*REQUIRED TASKS*:
a) Retype the stretch of the archery forum thread from "May I ask if" through "(Jun 17, 2006)" word for word.
b) Answer these questions using the archery forum thread:
(i) What length of Kurly Vanes does the first post say grouped even better?
(ii) About how high does calbowdude say the top nockpoint will probably end up?
(iii) What draw weight does zydeco shoot on the fingers?
c) Carry on the archery forum thread from the point where it stops.

*TEXT TO READ*:
○ ○ ○ ○ ○
Those are fine vanes and very durable. I shot them for a while, but actually found that 45mm Kurly Vanes grouped even better.


----------



## calbowdude (Feb 13, 2005)

PennMan said:


> I had not wanted to play with tiller yet, but I may be forced to at this point. The nock was set square and I raised it 1/8 " above square. I tried some vanetec mini Fita fletched shafts, but they grouped horribly. They would fly higher consistantly. Perhaps those were the fletched arrows hitting the riser and not the duravanes. I'll keep an eye on it now that I refletched those shafts with Duravanes.
> 
> Any experience with the Vanetec superspines for recurve?


Quick question: when you set the nockpoint square and then raised it 1/8", does that mean that you set the nockpoint 1/8" above where the bowsquare contacts the rest? In other words, you have the bow square on the string, you lower it until it contacts the rest, then you set the nockpoint (top nockpoint if you're using 2 nockpoints) 1/8" above the bottom edge of the bowsquare that's sitting on the rest? If so, then your nockpoint is too low. It would probably be a better setup to set the top nockpoint 1/8" above the rest + the thickness of the nock, which will probably end up being 1/2" or so. 

Your arrow will end up pointing just a bit downwards below horizontal when the string is perfectly vertical. This is viewing your bow from the side. 

Hope this helps.


----------



## zydeco (Jan 14, 2005)

I'm struggling a bit with your set up. I'm shooting 32lbs on the fingers and my first shafts were 1914's cut to 28". Even with 120 grains in the points, the shafts were way too stiff. I just entered your data into TAP and the shaft is all the way to the right stiff.

May I ask if you tried tuning for tens, and if so, what kind of paper tears did you get? If your shafts are that far stiff, you may never get a good tune. I moved down to 1716s and have had some success with 1814s with 75grains at the point.


----------



## PennMan (Jun 17, 2006)
○ ○ ○ ○ ○
*EXTRACTED MATERIAL*:
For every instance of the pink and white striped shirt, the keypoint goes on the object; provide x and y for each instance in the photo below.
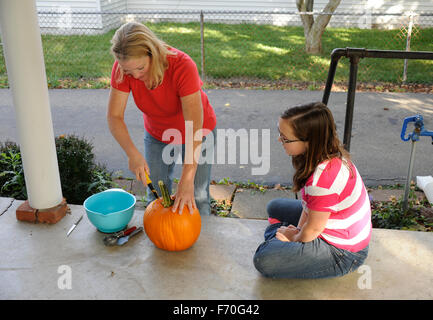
(333, 188)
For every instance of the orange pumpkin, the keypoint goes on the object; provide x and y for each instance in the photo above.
(170, 230)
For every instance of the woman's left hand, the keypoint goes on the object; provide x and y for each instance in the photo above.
(184, 196)
(286, 233)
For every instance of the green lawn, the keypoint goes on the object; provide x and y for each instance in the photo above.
(240, 51)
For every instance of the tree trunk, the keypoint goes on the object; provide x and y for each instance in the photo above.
(313, 43)
(314, 28)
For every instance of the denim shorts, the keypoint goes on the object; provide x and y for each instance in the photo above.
(314, 259)
(160, 170)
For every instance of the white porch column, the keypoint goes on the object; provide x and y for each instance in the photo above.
(27, 79)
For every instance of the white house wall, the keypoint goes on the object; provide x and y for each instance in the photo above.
(67, 22)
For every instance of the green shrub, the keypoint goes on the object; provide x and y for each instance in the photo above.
(12, 182)
(80, 176)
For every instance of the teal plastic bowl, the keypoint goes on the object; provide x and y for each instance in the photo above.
(111, 210)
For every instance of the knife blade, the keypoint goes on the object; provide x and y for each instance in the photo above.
(150, 185)
(74, 226)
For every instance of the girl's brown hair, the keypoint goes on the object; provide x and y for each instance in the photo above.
(135, 40)
(314, 124)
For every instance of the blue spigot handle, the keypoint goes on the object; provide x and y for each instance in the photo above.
(418, 130)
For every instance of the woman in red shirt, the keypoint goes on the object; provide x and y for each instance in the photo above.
(166, 87)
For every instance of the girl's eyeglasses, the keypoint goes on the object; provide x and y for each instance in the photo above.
(284, 139)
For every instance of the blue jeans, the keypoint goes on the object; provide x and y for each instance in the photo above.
(159, 170)
(314, 259)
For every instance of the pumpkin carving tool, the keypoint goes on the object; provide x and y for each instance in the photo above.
(111, 239)
(151, 187)
(124, 239)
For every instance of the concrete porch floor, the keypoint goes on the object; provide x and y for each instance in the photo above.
(218, 266)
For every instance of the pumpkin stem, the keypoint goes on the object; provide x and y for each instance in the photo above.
(166, 200)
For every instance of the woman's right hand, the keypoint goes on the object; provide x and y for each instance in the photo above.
(138, 165)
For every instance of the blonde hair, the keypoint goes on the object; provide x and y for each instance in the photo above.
(135, 40)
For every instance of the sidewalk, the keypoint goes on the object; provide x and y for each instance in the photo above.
(379, 154)
(218, 266)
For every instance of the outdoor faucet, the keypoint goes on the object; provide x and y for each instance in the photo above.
(414, 136)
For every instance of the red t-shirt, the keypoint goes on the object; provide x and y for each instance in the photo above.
(161, 107)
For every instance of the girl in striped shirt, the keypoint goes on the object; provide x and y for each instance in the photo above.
(326, 234)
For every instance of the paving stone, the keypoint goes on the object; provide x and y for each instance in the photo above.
(221, 192)
(398, 265)
(386, 194)
(251, 204)
(217, 192)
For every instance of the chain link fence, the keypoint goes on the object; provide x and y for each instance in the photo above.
(258, 47)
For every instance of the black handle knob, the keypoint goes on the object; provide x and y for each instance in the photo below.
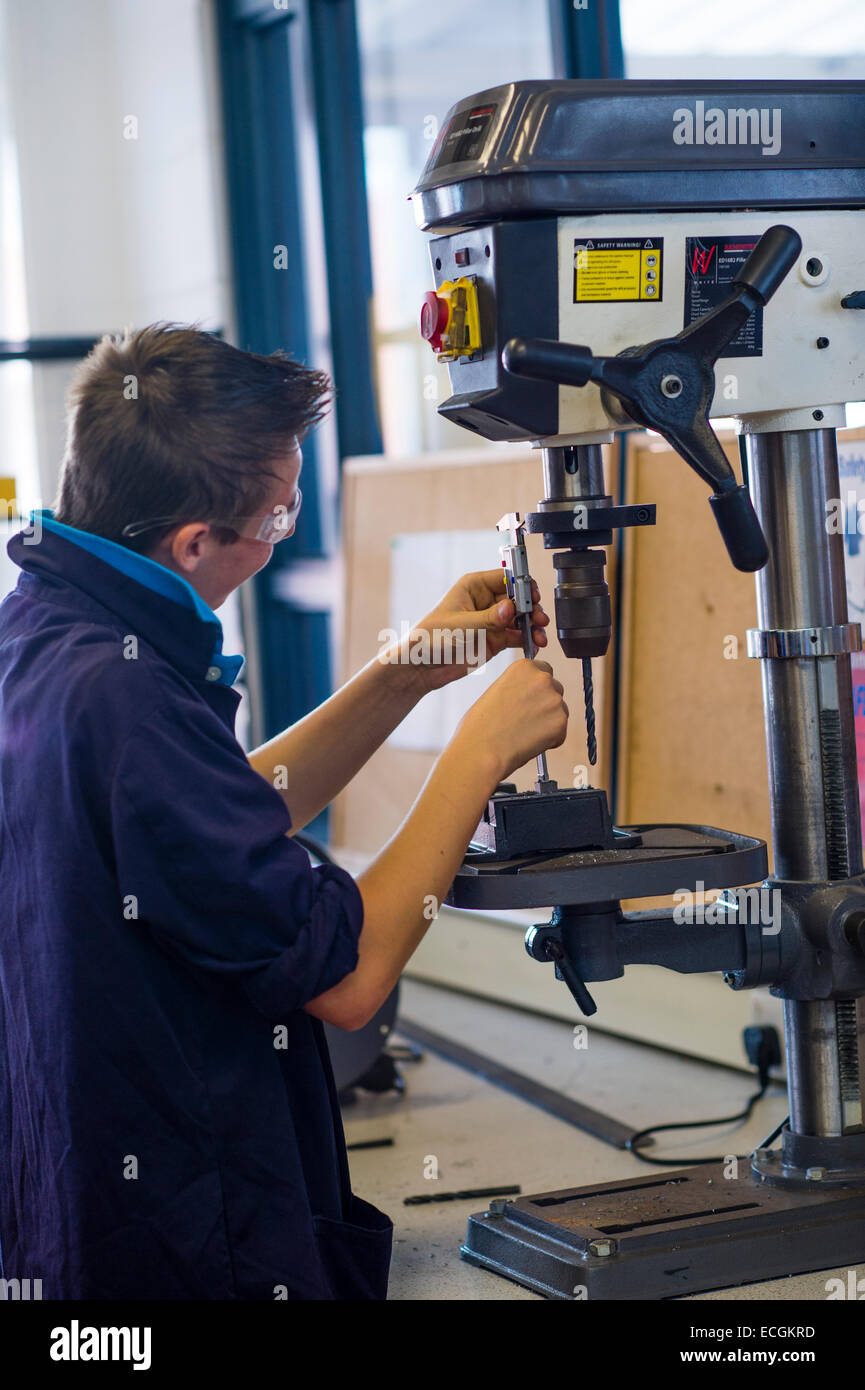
(548, 360)
(773, 256)
(740, 528)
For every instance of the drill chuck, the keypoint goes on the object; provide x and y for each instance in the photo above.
(583, 612)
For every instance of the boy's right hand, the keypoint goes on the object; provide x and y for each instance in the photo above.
(519, 716)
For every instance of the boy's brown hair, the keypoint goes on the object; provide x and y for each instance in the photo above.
(171, 421)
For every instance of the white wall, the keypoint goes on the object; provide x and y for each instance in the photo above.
(116, 231)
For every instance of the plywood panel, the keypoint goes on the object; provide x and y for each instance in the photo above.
(690, 706)
(459, 492)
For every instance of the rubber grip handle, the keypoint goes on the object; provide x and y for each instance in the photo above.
(545, 359)
(773, 256)
(740, 528)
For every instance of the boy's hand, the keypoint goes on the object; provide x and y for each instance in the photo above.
(473, 622)
(520, 716)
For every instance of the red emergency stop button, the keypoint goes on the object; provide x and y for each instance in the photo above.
(434, 314)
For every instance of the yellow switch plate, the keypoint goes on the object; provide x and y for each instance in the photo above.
(9, 501)
(462, 335)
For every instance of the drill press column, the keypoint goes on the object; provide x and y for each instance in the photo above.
(810, 744)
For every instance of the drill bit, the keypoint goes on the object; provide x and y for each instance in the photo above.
(524, 620)
(588, 691)
(518, 581)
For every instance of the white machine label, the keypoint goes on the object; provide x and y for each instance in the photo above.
(711, 264)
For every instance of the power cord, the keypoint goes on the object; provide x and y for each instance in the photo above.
(762, 1047)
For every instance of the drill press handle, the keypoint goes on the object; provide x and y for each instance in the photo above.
(668, 385)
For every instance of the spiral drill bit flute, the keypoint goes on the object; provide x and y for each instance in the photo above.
(518, 580)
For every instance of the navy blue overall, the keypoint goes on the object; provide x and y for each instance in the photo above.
(168, 1122)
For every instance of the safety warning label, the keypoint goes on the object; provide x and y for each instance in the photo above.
(618, 268)
(711, 264)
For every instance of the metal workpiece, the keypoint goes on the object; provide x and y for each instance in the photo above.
(645, 862)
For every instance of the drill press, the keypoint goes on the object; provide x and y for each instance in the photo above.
(707, 241)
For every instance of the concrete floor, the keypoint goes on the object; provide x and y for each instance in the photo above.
(479, 1136)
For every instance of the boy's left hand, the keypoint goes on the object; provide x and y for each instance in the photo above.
(473, 622)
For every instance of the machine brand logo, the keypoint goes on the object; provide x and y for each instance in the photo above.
(737, 125)
(701, 260)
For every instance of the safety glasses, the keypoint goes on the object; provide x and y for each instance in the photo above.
(270, 528)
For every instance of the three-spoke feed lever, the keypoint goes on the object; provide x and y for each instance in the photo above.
(668, 385)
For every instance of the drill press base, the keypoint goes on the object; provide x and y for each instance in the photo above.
(666, 1235)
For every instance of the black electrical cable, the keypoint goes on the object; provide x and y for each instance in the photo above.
(765, 1057)
(719, 1158)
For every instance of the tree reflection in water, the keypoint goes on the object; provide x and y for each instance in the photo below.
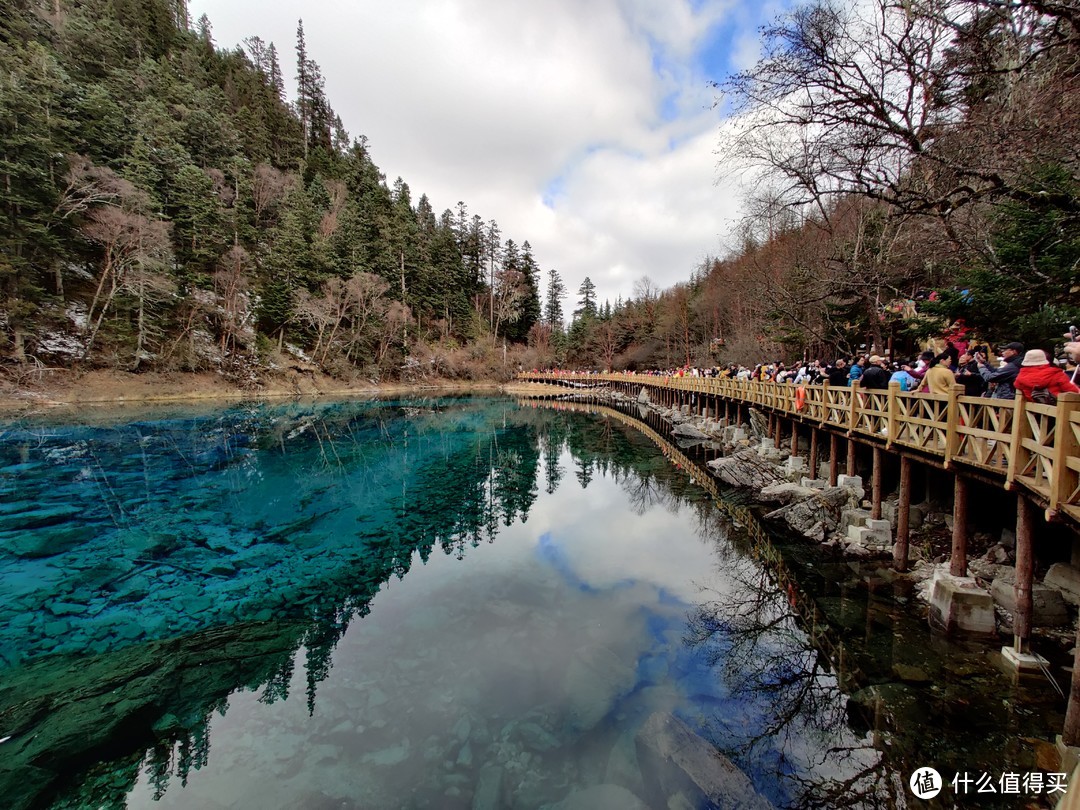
(475, 474)
(754, 638)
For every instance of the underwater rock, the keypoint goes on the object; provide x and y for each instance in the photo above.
(488, 788)
(602, 797)
(594, 682)
(674, 759)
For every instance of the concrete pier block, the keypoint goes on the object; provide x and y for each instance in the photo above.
(1048, 605)
(876, 535)
(1023, 662)
(854, 483)
(851, 517)
(1066, 579)
(958, 605)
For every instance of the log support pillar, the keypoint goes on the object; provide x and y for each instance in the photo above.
(876, 484)
(1025, 574)
(834, 459)
(958, 559)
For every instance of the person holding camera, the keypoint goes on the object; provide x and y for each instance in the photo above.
(1000, 380)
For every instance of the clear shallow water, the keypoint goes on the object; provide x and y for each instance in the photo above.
(450, 603)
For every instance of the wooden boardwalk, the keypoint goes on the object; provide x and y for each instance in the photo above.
(1009, 442)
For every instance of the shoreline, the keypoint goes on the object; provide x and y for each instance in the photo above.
(68, 390)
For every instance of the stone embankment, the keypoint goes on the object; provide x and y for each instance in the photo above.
(839, 516)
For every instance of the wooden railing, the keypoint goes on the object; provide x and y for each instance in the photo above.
(1024, 444)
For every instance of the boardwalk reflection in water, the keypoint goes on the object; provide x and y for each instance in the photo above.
(522, 671)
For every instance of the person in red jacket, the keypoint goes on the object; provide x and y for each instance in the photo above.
(1036, 372)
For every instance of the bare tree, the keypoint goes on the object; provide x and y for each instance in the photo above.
(231, 282)
(877, 99)
(129, 241)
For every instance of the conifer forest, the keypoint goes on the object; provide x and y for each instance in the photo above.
(167, 204)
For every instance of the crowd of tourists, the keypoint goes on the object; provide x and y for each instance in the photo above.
(1035, 373)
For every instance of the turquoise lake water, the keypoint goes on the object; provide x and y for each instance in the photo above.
(446, 603)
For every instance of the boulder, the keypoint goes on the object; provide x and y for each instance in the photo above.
(745, 469)
(1048, 605)
(957, 604)
(676, 760)
(784, 494)
(815, 515)
(688, 431)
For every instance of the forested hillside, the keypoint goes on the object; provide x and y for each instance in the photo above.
(164, 205)
(909, 163)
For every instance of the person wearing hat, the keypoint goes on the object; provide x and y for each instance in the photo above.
(1037, 372)
(875, 376)
(1001, 379)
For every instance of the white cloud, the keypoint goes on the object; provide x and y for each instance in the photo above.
(499, 104)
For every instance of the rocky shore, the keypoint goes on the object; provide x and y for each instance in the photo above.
(800, 500)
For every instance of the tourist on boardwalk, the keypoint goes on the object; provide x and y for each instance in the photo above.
(1037, 374)
(1072, 352)
(967, 375)
(937, 379)
(837, 373)
(855, 372)
(1001, 379)
(919, 369)
(903, 376)
(876, 375)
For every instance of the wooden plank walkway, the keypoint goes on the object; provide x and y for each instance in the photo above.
(1010, 442)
○ ○ ○ ○ ○
*THE ANSWERS*:
a)
May I ask if you tried tuning for tens, and if so, what kind of paper tears did you get? If your shafts are that far stiff, you may never get a good tune. I moved down to 1716s and have had some success with 1814s with 75grains at the point.


----------



## PennMan (Jun 17, 2006)

b)
(i) 45mm
(ii) 1/2" or so
(iii) 32lbs

c)
calbowdude said:


> Quick question: when you set the nockpoint square and then raised it 1/8", does that mean that you set the nockpoint 1/8" above where the bowsquare contacts the rest? In other words, you have the bow square on the string, you lower it until it contacts the rest, then you set the nockpoint (top nockpoint if you're using 2 nockpoints) 1/8" above the bottom edge of the bowsquare that's sitting on the rest? If so, then your nockpoint is too low. It would probably be a better setup to set the top nockpoint 1/8" above the rest + the thickness of the nock, which will probably end up being 1/2" or so.
> 
> Your arrow will end up pointing just a bit downwards below horizontal when the string is perfectly vertical. This is viewing your bow from the side.
> 
> Hope this helps.


I used a Saunders square that sets the zero nock point 1/8 inch high. I was originally an 1/8 inch above that and then I raised it another 1/8 inch. Arrow is now pointing slightly downward.


----------



## PennMan (Jun 17, 2006)

zydeco said:


> I'm struggling a bit with your set up. I'm shooting 32lbs on the fingers and my first shafts were 1914's cut to 28". Even with 120 grains in the points, the shafts were way too stiff. I just entered your data into TAP and the shaft is all the way to the right stiff.
> 
> May I ask if you tried tuning for tens, and if so, what kind of paper tears did you get? If your shafts are that far stiff, you may never get a good tune. I moved down to 1716s and have had some success with 1814s with 75grains at the point.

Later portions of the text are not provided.